Exercise details: Reproduce the material below word for word, leaving out the pictures.

==============================

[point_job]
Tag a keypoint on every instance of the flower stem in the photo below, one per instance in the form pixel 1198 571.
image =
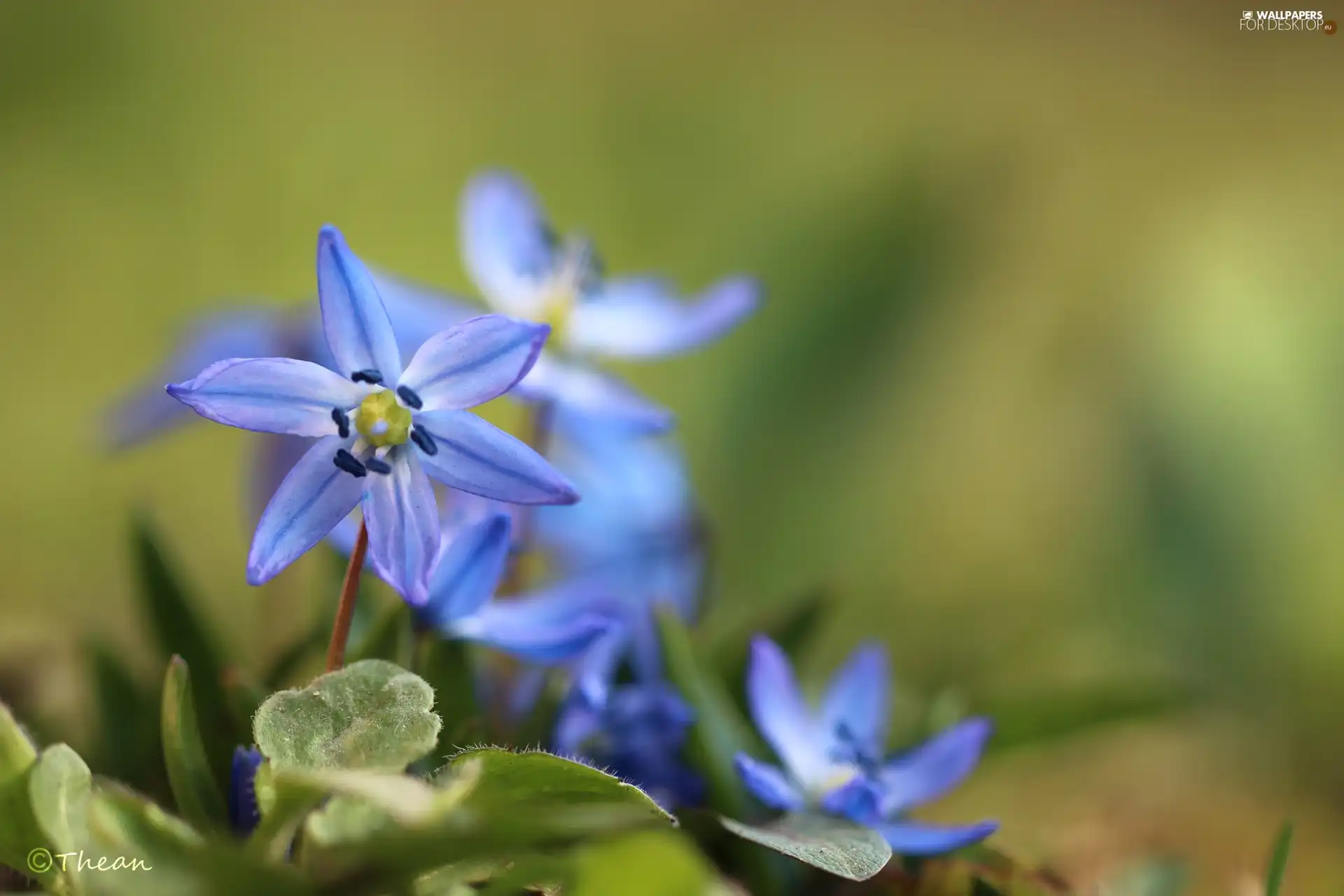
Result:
pixel 346 609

==============================

Result of this exercise:
[point_job]
Tag a keypoint on every instance of the flower stem in the photo below, one per instance in the form pixel 1198 571.
image =
Result:
pixel 346 609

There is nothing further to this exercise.